**Trecho do texto**
----------------------------------------

Folha de S. Paulo


Tour londrino passa por viela onde "Ziggy Stardust" foi visto pela 1ª vez

Ainda que possa estar curtindo o anonimato com Iman e a filha Lexi no bairro de Nolita, em Nova York, a mostra sobre David Bowie no museu Victoria & Albert, em 2013 (a mesma que está em cartaz em São Paulo), mostrou que ele é, e sempre será, um garoto de Londres. O que mais surpreende é que a Londres que formou o cérebro de Bowie está reconhecivelmente intacta.

A Denmark Street deveria ter perdido sua mágica. Mas a pequena rua, lotada de lojas de guitarras, continua a ter o mesmo atrativo claustrofóbico, para os mais antenados, que levava o jovem Davy Jones a vir para visitá-la.

O jovem passava horas no Giaconda Coffee Bar, tecendo fantasias de estrelato com Marc Bolan ou Steve Marriott. Ainda é possível fazê-lo, ainda que o menu tenha se tornado mais fino: o La Gioconda Dining Room serve cozinha britânica de boa qualidade.

Divulgação
La Giaconda, frequentado pelo músico na adolescência, quando local era menos sofisticado)
La Giaconda, frequentado pelo músico na adolescência, quando local era menos sofisticado

O resto da rua retém seu charme decadente: o número 7, que abrigava a velha agência de Bowie, se tornou um café. Ao lado, no número 8, fica a loja de guitarras Rose Morris, onde ele embalava caixas de partituras para a editora musical Southern Music.

----------------------------------------

**Dados registrados**
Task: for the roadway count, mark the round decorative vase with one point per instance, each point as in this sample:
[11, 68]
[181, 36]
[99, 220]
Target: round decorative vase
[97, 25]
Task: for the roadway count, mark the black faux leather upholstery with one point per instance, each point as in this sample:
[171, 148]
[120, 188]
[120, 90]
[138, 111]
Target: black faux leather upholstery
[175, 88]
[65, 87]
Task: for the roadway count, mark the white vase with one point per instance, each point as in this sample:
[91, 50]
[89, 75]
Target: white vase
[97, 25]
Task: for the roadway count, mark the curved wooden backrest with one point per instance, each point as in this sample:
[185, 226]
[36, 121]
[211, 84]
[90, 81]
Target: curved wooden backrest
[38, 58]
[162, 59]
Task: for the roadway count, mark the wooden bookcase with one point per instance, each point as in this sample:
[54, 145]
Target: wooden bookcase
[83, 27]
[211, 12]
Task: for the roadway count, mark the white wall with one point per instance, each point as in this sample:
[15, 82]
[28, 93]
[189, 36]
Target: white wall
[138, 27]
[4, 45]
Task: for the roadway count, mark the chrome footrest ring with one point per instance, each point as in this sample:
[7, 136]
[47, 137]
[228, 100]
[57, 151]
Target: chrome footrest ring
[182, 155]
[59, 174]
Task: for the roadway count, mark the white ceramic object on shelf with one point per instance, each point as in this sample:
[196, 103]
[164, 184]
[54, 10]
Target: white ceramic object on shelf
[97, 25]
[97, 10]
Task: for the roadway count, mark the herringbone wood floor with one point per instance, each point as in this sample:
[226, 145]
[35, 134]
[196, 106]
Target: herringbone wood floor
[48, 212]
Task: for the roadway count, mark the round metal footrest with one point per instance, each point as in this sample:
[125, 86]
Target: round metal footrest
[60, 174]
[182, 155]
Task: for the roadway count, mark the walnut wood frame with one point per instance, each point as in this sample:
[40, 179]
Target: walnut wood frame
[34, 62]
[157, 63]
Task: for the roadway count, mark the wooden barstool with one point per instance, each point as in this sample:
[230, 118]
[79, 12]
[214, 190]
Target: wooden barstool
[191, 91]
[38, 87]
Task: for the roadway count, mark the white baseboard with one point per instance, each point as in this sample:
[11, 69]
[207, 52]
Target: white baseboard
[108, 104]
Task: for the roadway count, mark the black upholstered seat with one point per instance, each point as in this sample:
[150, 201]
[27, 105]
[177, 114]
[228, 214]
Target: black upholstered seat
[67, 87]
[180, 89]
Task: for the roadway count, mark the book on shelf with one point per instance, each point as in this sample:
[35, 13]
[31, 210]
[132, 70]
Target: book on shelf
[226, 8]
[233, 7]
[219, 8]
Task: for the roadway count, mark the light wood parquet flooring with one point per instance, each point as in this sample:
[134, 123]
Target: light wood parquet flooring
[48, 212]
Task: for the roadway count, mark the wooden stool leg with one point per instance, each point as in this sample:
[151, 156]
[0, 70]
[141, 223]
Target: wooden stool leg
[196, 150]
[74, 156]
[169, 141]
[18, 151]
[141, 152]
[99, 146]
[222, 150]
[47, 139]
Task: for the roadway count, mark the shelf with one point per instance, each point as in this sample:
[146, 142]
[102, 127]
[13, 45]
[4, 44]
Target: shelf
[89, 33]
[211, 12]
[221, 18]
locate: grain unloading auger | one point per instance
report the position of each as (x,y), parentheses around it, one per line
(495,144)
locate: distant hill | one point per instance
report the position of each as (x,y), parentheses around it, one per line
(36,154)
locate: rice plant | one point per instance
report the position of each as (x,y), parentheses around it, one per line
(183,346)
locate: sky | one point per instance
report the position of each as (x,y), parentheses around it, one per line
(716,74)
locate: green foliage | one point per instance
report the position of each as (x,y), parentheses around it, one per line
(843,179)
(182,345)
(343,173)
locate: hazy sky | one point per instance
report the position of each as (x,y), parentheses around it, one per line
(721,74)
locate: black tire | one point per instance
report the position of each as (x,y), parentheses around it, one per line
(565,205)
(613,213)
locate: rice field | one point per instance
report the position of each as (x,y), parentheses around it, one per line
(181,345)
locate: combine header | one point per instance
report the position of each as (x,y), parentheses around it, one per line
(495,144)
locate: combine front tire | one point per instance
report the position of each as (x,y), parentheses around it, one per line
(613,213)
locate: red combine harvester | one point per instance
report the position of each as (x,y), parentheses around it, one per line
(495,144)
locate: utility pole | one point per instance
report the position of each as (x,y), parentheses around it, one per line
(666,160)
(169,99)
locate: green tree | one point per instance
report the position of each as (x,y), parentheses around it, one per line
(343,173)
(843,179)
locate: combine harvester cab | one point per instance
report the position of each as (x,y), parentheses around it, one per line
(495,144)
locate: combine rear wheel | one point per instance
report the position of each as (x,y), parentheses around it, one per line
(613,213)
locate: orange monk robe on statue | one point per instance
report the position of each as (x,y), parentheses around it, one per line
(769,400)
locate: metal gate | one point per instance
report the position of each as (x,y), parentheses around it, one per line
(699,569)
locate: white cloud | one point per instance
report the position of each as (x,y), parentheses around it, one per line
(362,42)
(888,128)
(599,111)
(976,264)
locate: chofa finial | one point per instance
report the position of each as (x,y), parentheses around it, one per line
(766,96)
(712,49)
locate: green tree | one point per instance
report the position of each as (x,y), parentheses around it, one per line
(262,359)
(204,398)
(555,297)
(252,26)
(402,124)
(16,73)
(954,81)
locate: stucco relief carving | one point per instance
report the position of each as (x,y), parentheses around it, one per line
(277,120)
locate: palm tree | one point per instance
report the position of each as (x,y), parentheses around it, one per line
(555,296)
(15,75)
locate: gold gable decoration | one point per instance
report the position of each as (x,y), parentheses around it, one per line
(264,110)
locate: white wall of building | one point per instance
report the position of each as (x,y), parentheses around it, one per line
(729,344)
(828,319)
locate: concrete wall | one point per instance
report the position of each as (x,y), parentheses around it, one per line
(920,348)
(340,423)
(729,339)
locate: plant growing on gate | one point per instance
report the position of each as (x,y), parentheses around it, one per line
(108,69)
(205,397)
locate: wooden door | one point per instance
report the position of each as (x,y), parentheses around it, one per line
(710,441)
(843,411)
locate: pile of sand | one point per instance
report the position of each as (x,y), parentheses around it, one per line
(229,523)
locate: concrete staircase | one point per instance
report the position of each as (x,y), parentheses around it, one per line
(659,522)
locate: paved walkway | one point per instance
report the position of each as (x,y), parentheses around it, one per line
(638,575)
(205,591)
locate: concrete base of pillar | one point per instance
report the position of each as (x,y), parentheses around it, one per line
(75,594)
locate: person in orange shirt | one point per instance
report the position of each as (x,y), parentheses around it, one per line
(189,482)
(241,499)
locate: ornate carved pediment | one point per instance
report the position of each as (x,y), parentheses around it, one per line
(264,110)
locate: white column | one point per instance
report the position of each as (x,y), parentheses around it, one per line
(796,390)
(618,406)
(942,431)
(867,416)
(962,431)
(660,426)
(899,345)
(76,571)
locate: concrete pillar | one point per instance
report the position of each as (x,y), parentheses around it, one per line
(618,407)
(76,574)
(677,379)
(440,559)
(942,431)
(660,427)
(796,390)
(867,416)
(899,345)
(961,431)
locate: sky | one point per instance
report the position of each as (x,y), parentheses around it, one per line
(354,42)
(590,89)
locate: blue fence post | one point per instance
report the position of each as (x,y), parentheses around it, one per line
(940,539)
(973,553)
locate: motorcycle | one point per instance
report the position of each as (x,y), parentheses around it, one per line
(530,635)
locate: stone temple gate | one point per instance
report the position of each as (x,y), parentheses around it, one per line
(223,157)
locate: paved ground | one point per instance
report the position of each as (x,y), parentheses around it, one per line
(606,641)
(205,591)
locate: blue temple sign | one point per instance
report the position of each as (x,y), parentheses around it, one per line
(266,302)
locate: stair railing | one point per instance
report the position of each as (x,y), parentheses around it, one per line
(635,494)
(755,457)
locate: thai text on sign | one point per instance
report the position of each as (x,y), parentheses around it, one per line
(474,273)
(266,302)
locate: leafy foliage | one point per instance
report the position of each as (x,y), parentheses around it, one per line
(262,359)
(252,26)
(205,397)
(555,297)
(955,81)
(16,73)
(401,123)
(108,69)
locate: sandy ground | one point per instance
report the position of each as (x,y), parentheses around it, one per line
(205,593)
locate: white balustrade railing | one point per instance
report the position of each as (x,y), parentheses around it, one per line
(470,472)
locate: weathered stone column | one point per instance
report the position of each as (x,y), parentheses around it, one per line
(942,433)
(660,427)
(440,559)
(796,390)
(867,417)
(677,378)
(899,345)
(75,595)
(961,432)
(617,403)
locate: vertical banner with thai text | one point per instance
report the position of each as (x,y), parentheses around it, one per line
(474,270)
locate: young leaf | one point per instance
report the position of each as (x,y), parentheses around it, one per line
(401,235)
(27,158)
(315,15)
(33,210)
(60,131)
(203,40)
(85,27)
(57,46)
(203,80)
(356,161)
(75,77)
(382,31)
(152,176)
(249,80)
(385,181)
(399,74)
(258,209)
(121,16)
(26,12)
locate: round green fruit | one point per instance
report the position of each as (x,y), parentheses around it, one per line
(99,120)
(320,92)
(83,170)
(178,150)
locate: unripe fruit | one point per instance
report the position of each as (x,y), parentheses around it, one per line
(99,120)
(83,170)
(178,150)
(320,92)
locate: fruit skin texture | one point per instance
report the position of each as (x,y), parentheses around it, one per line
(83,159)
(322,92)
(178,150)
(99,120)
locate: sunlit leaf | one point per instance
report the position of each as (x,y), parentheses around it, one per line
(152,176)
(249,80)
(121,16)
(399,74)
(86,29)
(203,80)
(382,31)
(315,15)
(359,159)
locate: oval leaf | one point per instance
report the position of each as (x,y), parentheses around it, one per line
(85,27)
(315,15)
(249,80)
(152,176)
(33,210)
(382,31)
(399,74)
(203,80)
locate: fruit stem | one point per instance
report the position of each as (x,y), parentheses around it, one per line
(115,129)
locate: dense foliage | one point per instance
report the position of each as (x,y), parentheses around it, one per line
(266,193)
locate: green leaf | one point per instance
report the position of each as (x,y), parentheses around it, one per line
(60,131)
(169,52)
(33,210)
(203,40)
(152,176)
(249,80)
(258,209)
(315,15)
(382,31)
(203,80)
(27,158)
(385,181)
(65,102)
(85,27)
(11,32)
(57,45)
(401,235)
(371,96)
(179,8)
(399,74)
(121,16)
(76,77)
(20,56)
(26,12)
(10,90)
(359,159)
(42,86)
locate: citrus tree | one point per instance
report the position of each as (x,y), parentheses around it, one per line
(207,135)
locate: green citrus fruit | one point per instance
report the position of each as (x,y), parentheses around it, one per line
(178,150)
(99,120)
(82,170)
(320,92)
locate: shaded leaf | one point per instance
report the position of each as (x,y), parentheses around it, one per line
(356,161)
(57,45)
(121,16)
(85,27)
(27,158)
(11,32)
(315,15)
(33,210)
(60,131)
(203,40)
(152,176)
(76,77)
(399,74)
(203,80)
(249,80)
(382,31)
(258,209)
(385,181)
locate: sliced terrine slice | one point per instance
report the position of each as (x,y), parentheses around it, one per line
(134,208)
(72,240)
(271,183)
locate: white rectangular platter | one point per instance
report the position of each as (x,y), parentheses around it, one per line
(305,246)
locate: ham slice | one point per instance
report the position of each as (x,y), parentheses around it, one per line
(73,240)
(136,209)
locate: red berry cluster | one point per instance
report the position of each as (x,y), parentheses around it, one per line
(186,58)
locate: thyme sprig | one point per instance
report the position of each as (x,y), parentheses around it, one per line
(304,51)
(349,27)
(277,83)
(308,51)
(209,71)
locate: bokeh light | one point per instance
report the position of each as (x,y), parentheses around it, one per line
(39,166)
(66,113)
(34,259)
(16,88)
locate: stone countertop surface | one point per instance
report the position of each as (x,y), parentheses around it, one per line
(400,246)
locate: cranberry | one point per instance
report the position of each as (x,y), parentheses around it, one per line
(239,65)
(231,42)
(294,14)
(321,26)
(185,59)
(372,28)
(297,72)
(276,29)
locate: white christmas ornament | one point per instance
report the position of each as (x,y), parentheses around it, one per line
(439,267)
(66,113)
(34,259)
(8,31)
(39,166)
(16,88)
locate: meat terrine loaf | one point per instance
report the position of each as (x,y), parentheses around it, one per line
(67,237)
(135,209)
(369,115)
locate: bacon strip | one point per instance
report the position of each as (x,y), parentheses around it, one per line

----------------------------------------

Repita, sem mudar nada, a parte da reportagem sobre a Londres de David Bowie que começa em "A Denmark Street" e termina em "vir para visitá-la.".

A Denmark Street deveria ter perdido sua mágica. Mas a pequena rua, lotada de lojas de guitarras, continua a ter o mesmo atrativo claustrofóbico, para os mais antenados, que levava o jovem Davy Jones a vir para visitá-la.